Data under study:
..............................
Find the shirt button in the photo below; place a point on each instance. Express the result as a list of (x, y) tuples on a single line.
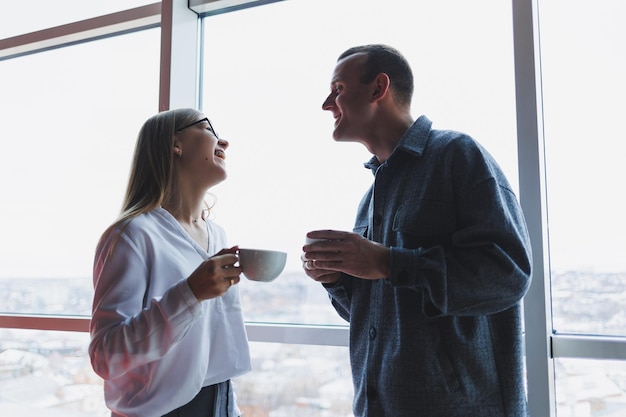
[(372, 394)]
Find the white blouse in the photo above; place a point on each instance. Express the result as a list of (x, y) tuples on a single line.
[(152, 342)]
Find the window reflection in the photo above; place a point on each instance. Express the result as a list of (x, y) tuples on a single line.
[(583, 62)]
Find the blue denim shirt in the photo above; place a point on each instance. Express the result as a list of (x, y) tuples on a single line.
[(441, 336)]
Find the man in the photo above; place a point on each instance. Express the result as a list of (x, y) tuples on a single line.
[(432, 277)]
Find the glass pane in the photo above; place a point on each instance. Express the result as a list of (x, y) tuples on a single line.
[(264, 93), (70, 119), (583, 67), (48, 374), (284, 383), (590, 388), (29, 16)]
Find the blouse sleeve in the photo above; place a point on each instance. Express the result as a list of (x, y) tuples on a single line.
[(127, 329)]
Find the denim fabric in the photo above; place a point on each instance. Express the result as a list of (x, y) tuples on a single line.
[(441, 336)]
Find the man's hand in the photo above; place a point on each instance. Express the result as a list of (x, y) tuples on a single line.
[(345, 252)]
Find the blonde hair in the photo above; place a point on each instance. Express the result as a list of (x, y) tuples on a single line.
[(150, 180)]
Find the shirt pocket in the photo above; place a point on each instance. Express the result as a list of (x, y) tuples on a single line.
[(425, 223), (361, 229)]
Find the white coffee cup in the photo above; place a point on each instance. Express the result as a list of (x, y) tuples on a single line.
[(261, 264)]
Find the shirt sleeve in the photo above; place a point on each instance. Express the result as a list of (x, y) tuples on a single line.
..............................
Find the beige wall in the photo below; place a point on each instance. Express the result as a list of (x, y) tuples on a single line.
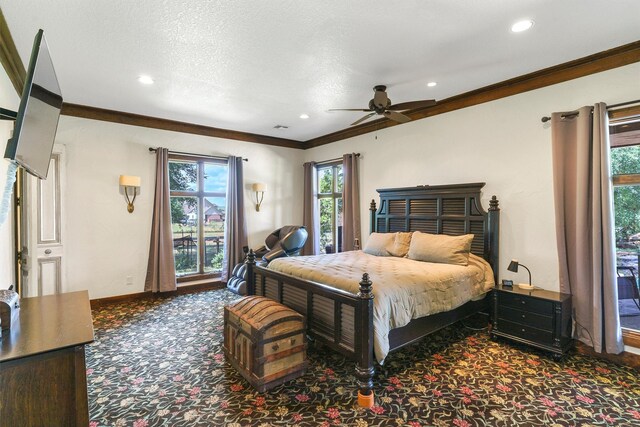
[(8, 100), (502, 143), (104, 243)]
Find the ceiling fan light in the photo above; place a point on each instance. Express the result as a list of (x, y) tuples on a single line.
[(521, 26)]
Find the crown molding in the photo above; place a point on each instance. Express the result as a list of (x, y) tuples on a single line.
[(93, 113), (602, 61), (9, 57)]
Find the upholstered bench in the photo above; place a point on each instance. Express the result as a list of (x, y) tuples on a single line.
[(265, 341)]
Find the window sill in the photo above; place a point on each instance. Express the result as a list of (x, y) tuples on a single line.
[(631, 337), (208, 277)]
..............................
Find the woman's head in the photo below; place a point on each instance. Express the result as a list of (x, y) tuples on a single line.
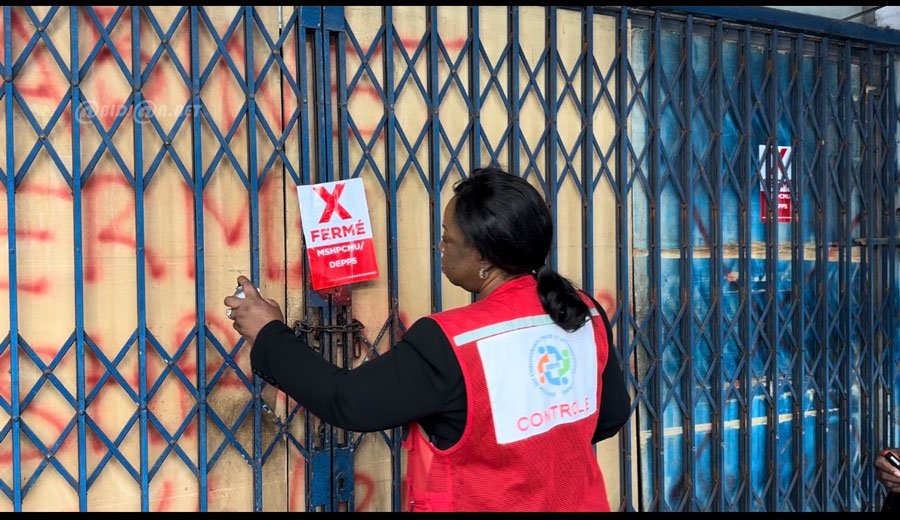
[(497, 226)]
..............................
Task instructions: Both end lines included, restate word for word the lines above from the line with "Find the man in" to the line with "Find the shirt sleeve", and nothing else.

Finished exercise:
Find the man in the photo above; place a point on each instance. Express the result as a list of (x, y) tuples on a single line.
[(432, 277)]
Find the glass pane in the photo above; place a point on each instance. Express the result as a list of (x, y) tuples on a single line.
[(264, 93), (70, 119), (583, 67), (48, 374), (284, 383), (590, 388), (29, 16)]
Find the blouse sleeve in the photo above; place a point on each instance. Express the result as a list of (x, y) tuples on a single line.
[(127, 329)]
Find the denim fabric in the photo above; place a point on each instance. Express the result as a list of (x, y) tuples on a single line.
[(441, 336)]
Find the man's hand in the photo above; place a point on each instance. Express the result as a list of (x, y) tuples on a single line.
[(345, 252)]
Find the blonde hair in the photo above; place a point on each instance. Express the result as a list of (x, y) tuples on a single line.
[(150, 180)]
Find the shirt pocket in the photo above; place a point on each instance. Express the result as a list of (x, y) tuples on a single line.
[(425, 223), (361, 229)]
Find the white coffee cup in the photo above; place a point on each instance. Express the result as a list of (x, y) tuples on a single line.
[(261, 264)]
Find the shirt sleeve in the photo above; place a point on each instance. Express the result as a list of (x, y) tuples on a single line.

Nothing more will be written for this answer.